Problem to work on: Repeat the following lines exactly and nothing else: the line containing "Mark the innermost point of each instance of the cheek, given" and each line after it through the end of the listing.

★ ★ ★ ★

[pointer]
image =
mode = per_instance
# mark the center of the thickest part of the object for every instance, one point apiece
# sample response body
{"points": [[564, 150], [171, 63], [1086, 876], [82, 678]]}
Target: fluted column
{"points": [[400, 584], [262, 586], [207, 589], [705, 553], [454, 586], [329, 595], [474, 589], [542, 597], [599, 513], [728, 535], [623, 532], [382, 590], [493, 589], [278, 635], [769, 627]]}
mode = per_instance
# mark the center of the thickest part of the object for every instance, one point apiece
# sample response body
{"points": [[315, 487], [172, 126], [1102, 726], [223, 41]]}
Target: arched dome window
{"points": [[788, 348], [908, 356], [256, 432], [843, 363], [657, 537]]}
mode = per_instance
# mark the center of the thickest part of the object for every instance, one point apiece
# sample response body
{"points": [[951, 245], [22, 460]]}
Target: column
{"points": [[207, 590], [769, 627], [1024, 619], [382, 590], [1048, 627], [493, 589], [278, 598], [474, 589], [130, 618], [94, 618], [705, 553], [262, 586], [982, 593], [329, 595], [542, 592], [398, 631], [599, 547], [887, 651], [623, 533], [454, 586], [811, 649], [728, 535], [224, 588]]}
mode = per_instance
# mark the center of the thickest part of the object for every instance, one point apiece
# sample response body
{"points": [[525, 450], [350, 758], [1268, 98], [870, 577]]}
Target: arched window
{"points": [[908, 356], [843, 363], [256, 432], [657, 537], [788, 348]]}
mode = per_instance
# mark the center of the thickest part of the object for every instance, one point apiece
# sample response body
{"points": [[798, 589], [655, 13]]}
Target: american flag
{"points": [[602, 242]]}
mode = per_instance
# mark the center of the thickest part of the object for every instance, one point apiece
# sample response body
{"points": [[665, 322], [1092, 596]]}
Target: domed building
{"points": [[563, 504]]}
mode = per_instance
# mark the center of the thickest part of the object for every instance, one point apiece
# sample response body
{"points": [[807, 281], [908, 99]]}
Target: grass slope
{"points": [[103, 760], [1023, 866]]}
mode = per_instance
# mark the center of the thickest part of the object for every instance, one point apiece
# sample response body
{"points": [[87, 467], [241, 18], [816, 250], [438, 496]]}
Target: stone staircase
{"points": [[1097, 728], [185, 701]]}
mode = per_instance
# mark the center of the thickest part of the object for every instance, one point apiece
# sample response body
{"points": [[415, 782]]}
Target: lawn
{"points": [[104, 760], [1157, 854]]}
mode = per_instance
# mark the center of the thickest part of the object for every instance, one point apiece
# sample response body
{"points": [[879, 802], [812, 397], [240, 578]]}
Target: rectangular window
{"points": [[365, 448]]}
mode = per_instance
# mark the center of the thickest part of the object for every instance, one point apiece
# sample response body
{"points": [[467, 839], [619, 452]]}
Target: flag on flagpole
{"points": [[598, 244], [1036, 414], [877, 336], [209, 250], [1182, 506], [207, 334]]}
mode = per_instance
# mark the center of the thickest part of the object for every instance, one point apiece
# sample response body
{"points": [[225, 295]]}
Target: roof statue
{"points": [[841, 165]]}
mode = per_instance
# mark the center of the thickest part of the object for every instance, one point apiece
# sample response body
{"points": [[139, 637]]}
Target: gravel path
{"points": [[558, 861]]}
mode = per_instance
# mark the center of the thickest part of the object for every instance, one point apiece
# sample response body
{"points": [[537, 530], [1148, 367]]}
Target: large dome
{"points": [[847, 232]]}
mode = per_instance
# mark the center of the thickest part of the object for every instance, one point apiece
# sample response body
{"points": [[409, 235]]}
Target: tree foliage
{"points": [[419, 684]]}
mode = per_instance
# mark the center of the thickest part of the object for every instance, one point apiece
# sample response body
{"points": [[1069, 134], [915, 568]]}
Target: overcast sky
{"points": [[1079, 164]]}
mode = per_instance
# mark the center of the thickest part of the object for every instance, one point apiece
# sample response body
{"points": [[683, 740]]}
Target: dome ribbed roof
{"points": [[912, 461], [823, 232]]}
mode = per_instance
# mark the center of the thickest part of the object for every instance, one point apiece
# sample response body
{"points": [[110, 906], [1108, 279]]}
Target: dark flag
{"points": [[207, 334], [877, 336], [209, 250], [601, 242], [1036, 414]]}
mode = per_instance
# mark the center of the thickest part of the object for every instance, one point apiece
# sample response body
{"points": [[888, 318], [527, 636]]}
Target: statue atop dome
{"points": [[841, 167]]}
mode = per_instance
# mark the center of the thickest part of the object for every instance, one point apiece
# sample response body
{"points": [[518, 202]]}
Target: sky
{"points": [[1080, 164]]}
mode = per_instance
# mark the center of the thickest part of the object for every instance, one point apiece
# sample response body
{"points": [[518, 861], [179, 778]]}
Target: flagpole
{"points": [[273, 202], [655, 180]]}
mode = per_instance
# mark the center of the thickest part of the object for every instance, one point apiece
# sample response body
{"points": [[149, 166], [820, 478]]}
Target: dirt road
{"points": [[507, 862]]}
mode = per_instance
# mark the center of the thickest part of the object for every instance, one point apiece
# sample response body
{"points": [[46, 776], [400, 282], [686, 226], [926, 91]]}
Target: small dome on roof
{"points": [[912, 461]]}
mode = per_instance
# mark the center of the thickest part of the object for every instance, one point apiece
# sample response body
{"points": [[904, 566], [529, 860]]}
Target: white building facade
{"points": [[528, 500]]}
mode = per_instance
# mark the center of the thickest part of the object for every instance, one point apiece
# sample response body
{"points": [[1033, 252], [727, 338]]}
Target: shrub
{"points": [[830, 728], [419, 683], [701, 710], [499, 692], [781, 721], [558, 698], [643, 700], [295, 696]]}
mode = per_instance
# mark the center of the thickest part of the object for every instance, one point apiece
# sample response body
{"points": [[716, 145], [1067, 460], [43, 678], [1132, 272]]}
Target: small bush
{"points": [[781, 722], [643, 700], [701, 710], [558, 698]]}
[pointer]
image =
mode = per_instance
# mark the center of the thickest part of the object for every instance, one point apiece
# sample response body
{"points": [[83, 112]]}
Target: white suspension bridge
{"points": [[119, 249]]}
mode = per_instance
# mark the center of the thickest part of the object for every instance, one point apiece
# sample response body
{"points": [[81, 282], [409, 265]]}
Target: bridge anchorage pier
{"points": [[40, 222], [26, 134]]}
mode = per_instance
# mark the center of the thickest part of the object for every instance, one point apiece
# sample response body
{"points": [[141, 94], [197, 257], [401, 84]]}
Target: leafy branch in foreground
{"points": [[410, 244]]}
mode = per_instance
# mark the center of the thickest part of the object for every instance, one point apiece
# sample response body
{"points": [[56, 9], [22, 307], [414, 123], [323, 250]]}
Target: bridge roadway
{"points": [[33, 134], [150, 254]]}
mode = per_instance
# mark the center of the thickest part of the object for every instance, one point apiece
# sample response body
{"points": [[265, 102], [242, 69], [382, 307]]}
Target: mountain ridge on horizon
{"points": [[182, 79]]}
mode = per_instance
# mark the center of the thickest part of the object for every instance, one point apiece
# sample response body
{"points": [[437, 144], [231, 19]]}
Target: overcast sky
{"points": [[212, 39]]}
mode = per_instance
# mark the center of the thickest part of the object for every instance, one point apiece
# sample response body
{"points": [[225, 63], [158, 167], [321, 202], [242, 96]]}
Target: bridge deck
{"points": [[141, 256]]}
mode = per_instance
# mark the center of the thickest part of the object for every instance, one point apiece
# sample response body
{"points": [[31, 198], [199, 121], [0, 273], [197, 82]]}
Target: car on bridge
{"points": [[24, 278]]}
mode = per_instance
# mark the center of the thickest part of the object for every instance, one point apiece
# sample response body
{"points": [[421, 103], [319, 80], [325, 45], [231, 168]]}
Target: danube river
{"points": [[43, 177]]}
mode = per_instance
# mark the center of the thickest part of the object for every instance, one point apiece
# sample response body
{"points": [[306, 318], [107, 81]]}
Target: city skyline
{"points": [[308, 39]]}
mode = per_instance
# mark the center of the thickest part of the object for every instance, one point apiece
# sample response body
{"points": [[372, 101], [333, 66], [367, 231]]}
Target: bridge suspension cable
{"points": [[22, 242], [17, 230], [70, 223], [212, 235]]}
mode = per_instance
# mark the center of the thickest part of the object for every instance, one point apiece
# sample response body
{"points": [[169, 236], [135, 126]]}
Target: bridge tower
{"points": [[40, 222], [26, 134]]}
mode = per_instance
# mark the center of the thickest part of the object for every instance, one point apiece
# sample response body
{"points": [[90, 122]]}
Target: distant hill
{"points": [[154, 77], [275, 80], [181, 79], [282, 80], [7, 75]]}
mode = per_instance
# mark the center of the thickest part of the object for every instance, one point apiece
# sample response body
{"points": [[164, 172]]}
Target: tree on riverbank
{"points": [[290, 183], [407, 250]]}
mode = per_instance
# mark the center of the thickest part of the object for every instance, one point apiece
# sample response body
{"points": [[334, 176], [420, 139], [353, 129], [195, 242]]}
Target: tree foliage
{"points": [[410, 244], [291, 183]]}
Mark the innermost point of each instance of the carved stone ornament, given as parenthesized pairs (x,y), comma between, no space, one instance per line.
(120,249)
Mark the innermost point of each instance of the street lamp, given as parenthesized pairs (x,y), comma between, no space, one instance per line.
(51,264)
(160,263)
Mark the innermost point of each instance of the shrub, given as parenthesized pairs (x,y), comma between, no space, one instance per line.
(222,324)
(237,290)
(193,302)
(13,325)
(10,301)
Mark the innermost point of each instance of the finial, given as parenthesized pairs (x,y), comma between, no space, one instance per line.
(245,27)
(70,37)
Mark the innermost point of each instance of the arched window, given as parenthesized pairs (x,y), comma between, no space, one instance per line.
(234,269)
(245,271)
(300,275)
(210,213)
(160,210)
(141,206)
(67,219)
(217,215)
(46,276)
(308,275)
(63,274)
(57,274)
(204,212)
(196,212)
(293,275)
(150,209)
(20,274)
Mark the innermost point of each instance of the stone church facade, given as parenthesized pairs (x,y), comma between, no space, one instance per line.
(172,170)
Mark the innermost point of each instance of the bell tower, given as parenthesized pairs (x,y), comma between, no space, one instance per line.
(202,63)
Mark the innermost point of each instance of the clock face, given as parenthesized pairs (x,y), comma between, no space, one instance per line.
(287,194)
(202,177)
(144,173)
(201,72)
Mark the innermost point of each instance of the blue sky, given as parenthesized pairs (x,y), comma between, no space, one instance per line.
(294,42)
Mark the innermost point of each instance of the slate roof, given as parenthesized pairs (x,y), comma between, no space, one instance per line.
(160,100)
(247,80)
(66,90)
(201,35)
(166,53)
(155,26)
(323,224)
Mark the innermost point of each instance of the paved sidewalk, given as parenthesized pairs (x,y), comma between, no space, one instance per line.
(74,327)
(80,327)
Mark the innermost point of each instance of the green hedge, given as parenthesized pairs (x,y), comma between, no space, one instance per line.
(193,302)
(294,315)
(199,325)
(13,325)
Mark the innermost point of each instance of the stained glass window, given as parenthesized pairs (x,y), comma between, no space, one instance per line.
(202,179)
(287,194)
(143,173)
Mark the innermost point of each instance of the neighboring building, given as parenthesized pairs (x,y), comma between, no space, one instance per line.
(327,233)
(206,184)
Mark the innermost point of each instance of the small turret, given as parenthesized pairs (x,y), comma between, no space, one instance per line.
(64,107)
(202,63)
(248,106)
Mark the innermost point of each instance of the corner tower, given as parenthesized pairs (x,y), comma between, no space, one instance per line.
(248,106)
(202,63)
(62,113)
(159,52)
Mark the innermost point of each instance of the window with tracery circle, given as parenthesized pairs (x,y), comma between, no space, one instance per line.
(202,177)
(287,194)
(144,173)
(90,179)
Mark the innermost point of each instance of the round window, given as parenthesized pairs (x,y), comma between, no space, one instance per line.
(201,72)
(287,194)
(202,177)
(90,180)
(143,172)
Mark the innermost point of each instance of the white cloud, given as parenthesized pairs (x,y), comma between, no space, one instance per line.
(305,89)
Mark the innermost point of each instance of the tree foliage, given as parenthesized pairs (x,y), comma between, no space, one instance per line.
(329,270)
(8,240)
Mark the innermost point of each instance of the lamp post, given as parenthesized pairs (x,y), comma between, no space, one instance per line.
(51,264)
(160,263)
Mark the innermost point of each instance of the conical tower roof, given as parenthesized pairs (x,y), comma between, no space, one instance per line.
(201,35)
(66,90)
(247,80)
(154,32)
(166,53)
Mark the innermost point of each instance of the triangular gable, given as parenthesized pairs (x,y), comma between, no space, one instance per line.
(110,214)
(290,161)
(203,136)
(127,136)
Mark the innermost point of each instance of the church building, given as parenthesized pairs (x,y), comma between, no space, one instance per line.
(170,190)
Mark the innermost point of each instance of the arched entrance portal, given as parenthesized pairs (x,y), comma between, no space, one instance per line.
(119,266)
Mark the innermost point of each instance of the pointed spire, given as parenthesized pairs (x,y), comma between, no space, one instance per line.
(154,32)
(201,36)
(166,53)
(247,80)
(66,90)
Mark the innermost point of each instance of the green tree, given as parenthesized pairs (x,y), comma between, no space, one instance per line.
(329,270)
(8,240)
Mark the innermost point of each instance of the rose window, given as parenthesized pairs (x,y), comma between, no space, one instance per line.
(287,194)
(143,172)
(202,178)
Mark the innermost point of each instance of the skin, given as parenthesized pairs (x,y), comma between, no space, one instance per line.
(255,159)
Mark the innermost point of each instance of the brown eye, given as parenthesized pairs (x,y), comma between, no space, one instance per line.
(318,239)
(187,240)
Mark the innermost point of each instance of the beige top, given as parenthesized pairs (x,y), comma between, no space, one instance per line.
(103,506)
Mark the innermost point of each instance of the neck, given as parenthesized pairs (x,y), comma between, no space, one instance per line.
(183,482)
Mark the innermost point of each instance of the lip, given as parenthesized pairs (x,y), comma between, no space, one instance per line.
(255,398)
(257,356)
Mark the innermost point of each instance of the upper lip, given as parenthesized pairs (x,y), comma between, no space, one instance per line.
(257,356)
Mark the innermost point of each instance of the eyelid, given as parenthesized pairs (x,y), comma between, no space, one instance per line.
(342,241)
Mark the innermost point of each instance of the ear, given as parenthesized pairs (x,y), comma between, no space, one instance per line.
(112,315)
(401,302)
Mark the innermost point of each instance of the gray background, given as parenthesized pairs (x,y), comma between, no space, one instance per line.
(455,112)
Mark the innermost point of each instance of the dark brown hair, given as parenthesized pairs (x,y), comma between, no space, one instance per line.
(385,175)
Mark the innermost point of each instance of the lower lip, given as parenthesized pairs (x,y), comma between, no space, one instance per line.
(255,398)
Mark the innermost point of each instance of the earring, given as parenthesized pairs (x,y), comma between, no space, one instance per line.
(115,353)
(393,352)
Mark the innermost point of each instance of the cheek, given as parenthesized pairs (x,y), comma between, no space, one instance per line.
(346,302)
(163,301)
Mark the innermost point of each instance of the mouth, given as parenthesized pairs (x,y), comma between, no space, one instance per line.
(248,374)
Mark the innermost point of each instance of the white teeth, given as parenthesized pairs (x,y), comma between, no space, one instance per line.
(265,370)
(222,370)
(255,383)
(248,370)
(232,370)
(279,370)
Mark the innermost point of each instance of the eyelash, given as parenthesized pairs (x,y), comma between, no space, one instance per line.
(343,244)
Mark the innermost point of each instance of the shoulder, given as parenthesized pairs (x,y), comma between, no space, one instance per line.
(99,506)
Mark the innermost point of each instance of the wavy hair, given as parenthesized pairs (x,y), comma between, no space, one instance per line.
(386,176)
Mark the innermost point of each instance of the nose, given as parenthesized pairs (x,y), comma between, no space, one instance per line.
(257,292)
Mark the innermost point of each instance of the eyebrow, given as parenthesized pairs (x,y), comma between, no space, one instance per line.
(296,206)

★ ★ ★ ★

Your response:
Mark the innermost point of each instance of the cheek, given as parenthesized pairs (x,y), comma between, no space, one instance per line.
(346,302)
(163,301)
Mark the innermost point of each instance of the mouth, given as parenthesized pairs (x,y), comma between, no space, one instance per line.
(248,374)
Mark the innermost point of each instance of the white teeth, given as parenthesized pairs (x,y), comma between, no space, one instance per line.
(265,370)
(222,370)
(255,383)
(248,370)
(232,370)
(279,370)
Mark the innermost point of each instance of the eyelash, given as parenthesized pairs (x,y), comma between, no space, one instance per line.
(343,244)
Mark the innermost point of each instance of the shoulder, given as parenthesized pairs (x,y), comma between, no space, one instance per line.
(99,506)
Mark the innermost point of each instance of the wavy hair, given as parenthesized pairs (x,y), comma between, no space, one instance per line.
(386,176)
Mark the innermost point of each instance of the nose, given as parenthesized pairs (x,y), comma between, no space, one instance per line.
(257,292)
Mark the innermost point of each instance of the eyebrow, given as parenthesized pairs (x,y), comma between, no space, one instance per line.
(296,206)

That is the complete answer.